Woodward: At Intel, we have opened our Low
Latency Lab to enable tuning and proof of concepts on the latest
technologies. This can fast-track adoption of the latest
technologies by enabling the testing of new combinations of
infrastructure elements. While this will not necessarily
accelerate adoption times, it gives a low-risk path to testing
the new technologies more quickly than environments can be
provisioned inside the firm.
How can firms optimise hardware deployment to overcome problems with power-to-rack ratios at popular co-location centres?
Aughavin: Virtualisation is one of the emerging
trends which firms are using to run multiple systems and
applications on the same server, the benefits being simpler
deployment, an elegant scalable architecture and a more efficient
use of computing resources. One approach is to deploy
architectures that circumvent both a front-side bus and
bottlenecks, enabling efficient partitioning and memory access to
and from the processing cores.
Berkhout: While some co-location centres have
been chosen as an immediate solution for low-latency trading, in
the medium term financial institutions will need to be more
selective over their chosen sites, locations and the power
options available to them. One solution is 'long lining', i.e.
dedicated connectivity to alternative locations nearby with more
power and, equally important, ample cooling.
Cooper: The adoption of new systems with lower
power usage and reduced cooling requirements is certainly one
approach. In addition, consideration should be given to the use
of appliances that provide functionality that can be used to
support multiple systems, e.g. compute, I/O and storage
appliances.
Graham: Mixing workloads within a rack will help
balance the distribution of power input/heat output within a rack
and across the data centre - often this requires organisational
change since workloads are often arranged by line of business.
New techniques including robot-assisted approaches can model and
analyse the thermal distribution within a data centre to enable a
more informed distribution of workloads. Blade-based solutions
with more efficient power supply arrangements over rack-mounted
servers are also worth considering; tie this in with active power
management software that controls the hardware in real time in
response to workload demands. To raise utilisation rates and
hence attempt to reduce the overall data centre footprint,
virtualisation technologies have a place for some workloads,
whether through hardware or software hypervisor implementations.
For 'hotspots', rear-door water cooling can help address the
cooling dimension, with 50 per cent of rear-door heat being
removed through the low pressure system in the door.
McAllister: A single redundant pair of hardware-based
nodes in a content infrastructure can handle the workload of
20-60 equivalent general purpose servers running software
middleware. Software solutions have widely variable latency
characteristics as volumes increase, leading many firms to deploy
infrastructures that can handle five or more times market peaks.
This can literally mean hundreds or thousands of servers that are
very lightly loaded under normal market conditions, just to
assure reasonable performance during trading spikes. Hardware
solutions can handle many more connections, greater throughput
and perform consistently as loading limits are approached.
Additionally, a single hardware infrastructure can combine the
requirements of low-latency middleware and persistent messaging
for tasks such as order routing without impact on performance.

## EXERCISE TASK
Please reproduce the stretch of the low-latency trading discussion from "This can literally" through "impact on performance.".

## RECORDED INFORMATION
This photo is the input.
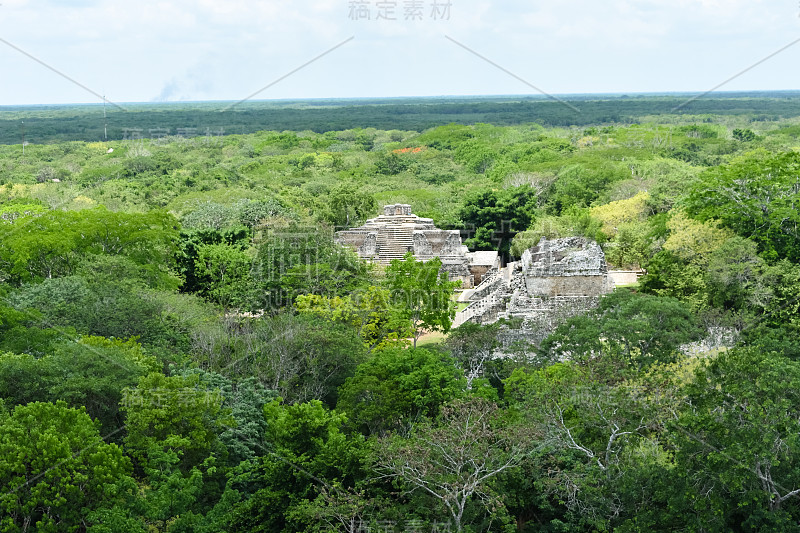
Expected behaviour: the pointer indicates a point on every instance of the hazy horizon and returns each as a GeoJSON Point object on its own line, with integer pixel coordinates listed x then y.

## OUTPUT FOR THIS TASK
This can literally mean hundreds or thousands of servers that are
very lightly loaded under normal market conditions, just to
assure reasonable performance during trading spikes. Hardware
solutions can handle many more connections, greater throughput
and perform consistently as loading limits are approached.
Additionally, a single hardware infrastructure can combine the
requirements of low-latency middleware and persistent messaging
for tasks such as order routing without impact on performance.